| Work instructions |
• 1. Decide whether each statement below agrees with the article on Keays v. Honda, answering yes or no and quoting the words of the article that settle it: (a) Wallace damages first appeared in a 1997 Supreme Court decision; (b) under Keays, damages for conduct in dismissal are fixed by lengthening the notice period; (c) the Keays ruling came less than a year before the article was published.
• 2. Carry on writing the article on Keays v. Honda, picking up after its final sentence.

-- Text to read start --

Written by on August 26, 2009 in Published Articles

PDF version (Originally published in Canadian Employment Law Today, August 26, 2009)

It has been more than a year since the Supreme Court of Canada ruled on the appeal in Keays v. Honda Canada Inc. This decision was one of the most highly anticipated decisions in employment law, providing insight and guidance for lower courts in awarding both damages for bad faith in the conduct of dismissal (formerly known as Wallace damages) and punitive damages. More specifically, the ruling essentially removed the ability of courts to award what has commonly been referred to as Wallace damages.

Wallace damages first appeared in the Supreme Court’s decision in Wallace v. United Grain Growers Ltd in 1997. It stemmed from the power imbalance in the relationship between the employer and the employee. In recognition of this dynamic, the court determined employers should be held to an obligation of good faith and fair dealing in the course and manner of dismissing employees.

“In the course of dismissal employers ought to be candid, reasonable, honest and forthright with their employees and should refrain from engaging in conduct that is unfair or in bad faith by being, for example, untruthful, misleading or unduly insensitive,” the court said.

Until recently, the penalty for breaching this good faith obligation was an increase in the length of the notice period the employer is required to give the dismissed employee. This changed, however, with the ruling in Keays.

Top Court Sets New Employment Law Principle

Making its mark in legal history, the Supreme Court, now referring to Wallace damages as “damages for conduct in dismissal,” said in Keays: “There is no reason to retain the distinction between ‘true aggravated damages’ resulting from a separate cause of action and moral damages resulting from conduct in the manner of termination. Damages attributable to conduct in the manner of dismissal are always to be awarded under the Hadley principle (where parties have contemplated at the time of the contract that a breach in certain circumstances would cause the plaintiff mental distress, the plaintiff is entitled to recover damages). Moreover, in cases where damages are awarded, no extension of the notice period is to be used to determine the proper amount to be paid. The amount is to be fixed according to the same principles and in the same way as in all other cases dealing with moral damages. Thus, if the employee can prove the manner of  dismissal caused mental distress that was in the contemplation of the parties, those damages will be awarded not through an arbitrary extension of the notice period, but through an award that reflects the actual damages.”

As a result, Keays removed the courts’ ability to increase the notice period by an award of Wallace damages. Instead, the courts may only award damages attributable to bad faith conduct in the manner of dismissal under the Hadley principle as is done for aggravated damages.

-- Text to read end --
-- Entries start --

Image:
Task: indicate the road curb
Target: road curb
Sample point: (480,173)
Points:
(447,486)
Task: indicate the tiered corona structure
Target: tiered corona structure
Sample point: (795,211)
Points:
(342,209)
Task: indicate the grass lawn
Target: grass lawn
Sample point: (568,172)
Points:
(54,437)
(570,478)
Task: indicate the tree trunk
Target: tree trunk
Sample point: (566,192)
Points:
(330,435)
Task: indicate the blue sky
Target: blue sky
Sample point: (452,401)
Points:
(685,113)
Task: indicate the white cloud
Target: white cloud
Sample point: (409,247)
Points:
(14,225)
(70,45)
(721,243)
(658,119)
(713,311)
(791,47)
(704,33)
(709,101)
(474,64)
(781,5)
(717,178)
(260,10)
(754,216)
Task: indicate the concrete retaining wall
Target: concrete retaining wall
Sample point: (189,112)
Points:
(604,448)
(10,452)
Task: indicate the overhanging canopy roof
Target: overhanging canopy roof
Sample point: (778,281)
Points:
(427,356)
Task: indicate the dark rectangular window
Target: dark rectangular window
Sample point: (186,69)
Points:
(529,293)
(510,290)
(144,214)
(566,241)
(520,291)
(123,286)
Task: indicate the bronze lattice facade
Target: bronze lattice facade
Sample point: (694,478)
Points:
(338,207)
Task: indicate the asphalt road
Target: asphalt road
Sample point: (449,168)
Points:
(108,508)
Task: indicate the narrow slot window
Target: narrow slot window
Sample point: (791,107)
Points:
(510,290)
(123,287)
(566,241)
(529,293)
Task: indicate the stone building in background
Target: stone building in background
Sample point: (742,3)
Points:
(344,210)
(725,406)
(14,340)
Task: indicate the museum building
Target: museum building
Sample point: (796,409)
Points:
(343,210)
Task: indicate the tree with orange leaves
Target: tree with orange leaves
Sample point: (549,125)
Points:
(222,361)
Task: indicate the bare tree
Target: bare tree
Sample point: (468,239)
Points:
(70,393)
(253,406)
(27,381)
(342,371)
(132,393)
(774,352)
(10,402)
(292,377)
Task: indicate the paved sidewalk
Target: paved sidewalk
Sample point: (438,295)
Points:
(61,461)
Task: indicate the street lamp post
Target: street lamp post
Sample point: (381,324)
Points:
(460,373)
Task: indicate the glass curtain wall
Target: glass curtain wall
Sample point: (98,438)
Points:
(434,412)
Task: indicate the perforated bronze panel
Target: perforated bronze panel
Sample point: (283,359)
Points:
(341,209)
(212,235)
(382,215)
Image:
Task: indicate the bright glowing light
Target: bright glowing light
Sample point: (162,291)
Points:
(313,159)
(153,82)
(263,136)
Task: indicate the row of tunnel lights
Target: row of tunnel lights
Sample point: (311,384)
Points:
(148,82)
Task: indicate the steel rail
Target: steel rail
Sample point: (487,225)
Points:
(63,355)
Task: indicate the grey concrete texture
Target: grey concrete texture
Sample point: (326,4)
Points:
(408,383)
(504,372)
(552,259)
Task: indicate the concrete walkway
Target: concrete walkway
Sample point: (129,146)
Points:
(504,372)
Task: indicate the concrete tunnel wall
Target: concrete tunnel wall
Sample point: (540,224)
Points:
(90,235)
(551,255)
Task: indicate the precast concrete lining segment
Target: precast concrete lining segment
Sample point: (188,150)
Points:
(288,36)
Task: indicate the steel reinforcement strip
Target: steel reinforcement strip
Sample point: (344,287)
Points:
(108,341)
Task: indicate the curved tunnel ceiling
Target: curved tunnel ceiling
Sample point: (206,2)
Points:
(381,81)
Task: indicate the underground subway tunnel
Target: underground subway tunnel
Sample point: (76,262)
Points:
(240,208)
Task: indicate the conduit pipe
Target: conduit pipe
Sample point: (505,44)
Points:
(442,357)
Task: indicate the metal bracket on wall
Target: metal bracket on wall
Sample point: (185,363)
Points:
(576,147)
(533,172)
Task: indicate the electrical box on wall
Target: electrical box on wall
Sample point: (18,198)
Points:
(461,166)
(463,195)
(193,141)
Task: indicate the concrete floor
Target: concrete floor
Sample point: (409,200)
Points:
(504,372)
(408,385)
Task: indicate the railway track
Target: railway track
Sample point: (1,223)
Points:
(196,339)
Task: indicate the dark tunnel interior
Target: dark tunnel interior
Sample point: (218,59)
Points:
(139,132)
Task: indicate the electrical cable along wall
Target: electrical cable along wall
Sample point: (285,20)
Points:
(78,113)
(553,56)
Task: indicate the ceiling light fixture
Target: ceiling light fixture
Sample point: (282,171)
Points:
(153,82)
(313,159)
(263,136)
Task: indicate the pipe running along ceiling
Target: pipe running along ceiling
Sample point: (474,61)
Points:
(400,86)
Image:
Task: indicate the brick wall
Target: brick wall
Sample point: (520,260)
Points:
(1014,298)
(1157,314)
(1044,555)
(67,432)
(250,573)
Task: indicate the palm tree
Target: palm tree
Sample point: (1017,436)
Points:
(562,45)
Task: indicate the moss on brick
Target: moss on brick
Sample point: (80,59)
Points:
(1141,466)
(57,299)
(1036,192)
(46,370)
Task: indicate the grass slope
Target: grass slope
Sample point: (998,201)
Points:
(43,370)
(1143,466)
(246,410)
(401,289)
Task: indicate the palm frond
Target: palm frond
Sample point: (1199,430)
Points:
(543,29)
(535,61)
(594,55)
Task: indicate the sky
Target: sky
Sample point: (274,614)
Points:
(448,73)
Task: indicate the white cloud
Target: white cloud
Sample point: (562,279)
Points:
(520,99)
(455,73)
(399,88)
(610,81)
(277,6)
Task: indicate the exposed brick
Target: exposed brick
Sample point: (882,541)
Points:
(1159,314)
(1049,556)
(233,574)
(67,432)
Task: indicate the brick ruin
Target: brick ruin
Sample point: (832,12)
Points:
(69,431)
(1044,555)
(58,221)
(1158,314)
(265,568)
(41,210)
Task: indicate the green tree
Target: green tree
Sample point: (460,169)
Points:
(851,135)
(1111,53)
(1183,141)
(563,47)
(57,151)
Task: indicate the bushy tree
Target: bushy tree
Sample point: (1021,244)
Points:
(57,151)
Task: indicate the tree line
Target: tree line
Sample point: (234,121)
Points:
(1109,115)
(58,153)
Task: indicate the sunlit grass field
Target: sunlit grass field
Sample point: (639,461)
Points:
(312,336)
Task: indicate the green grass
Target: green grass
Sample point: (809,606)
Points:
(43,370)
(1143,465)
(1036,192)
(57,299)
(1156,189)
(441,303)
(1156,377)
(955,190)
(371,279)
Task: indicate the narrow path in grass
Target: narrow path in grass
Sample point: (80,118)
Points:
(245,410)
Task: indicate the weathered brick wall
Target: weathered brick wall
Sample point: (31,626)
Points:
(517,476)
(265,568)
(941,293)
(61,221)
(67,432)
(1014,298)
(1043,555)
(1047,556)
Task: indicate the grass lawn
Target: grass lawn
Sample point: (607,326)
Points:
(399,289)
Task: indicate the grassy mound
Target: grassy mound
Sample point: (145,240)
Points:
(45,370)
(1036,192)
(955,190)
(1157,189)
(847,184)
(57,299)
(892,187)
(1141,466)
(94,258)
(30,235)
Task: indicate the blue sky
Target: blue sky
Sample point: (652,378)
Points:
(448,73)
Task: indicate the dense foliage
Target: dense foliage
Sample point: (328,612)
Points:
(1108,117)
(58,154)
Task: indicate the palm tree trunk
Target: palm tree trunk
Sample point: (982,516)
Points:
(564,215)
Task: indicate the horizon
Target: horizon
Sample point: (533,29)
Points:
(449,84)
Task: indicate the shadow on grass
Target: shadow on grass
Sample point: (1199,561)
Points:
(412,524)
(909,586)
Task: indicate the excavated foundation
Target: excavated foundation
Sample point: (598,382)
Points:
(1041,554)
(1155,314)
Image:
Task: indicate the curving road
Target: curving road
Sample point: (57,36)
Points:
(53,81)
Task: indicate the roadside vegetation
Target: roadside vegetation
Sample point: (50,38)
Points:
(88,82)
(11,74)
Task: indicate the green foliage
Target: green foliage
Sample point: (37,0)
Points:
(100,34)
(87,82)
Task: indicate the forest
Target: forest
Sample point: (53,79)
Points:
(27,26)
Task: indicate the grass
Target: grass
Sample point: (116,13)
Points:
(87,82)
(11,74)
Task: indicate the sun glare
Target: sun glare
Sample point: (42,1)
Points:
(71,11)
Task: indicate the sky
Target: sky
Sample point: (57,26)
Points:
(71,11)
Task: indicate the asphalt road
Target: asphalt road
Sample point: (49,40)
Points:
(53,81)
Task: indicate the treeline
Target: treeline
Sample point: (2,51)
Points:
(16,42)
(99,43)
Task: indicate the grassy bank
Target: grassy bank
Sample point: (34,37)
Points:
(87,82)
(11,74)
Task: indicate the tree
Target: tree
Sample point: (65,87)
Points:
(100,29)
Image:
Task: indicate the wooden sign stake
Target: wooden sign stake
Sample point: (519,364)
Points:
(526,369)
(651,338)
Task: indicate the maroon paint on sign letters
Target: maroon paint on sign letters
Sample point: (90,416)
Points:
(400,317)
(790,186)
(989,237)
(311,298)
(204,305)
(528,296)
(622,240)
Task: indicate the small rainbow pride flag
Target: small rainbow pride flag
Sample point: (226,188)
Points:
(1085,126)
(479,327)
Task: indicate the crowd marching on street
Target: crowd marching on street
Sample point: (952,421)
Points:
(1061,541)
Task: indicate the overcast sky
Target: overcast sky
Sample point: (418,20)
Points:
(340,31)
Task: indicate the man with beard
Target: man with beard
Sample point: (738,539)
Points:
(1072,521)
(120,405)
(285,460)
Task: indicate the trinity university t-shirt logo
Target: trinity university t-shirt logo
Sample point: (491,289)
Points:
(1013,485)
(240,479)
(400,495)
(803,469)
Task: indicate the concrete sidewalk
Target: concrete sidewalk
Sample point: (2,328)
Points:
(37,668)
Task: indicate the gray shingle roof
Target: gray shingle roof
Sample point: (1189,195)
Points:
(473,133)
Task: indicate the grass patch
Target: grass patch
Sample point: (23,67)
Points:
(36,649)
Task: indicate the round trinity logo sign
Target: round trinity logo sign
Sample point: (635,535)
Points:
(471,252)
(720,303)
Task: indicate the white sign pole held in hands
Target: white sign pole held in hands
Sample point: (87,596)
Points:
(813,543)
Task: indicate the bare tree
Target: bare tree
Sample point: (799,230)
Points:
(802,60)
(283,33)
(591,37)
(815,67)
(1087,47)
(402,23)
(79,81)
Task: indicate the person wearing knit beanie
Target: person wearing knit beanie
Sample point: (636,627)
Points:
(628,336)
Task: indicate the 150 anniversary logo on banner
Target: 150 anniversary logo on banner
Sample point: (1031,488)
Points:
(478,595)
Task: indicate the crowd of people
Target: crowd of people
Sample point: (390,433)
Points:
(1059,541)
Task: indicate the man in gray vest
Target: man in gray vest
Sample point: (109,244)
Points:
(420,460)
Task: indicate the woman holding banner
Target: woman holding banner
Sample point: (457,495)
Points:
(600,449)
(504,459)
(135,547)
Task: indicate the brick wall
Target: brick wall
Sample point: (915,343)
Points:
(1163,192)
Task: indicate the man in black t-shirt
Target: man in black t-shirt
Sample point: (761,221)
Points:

-- Entries end --

| Written responses |
• 1.
(a) Yes: "Wallace damages first appeared in the Supreme Court’s decision in Wallace v. United Grain Growers Ltd in 1997."
(b) No: "no extension of the notice period is to be used to determine the proper amount to be paid."
(c) No: "It has been more than a year since the Supreme Court of Canada ruled on the appeal in Keays v. Honda Canada Inc."

• 2.
Despite this ruling by the highest court in Canada, it appears some lower courts prefer to continue awarding an extension of the notice period with Wallace damages, thereby not applying the legal principle from Keays.

Ontario Court of Appeal Keeps Wallace Alive

In the recent case Slepenkova v. Ivanov, the employee worked as a buyer’s agent for an employer contracted by Re/Max. From 2003 to 2006, the employee signed three agreements to work for the employer, each of which specified the employee was an “independent contractor.” In addition to the agreements the employee entered into with the employer, she also signed an agreement with Re/Max, which contradicted the agreements signed with the employer.

In 2006, the employer wished to restructure the signed agreement with the employee, which would remove all bonuses. When asked to sign the new agreement, the employee refused. In response, the employer terminated her by way of letter and sent out a pager message to all other agents working for the employer stating, “We are sorry to inform you (the employee) has been terminated from our team for non-production and refusal to accept the new contract terms.”

The employer provided two weeks’ notice. The employee brought an action against the employer for wrongful dismissal seeking reasonable notice and Wallace damages.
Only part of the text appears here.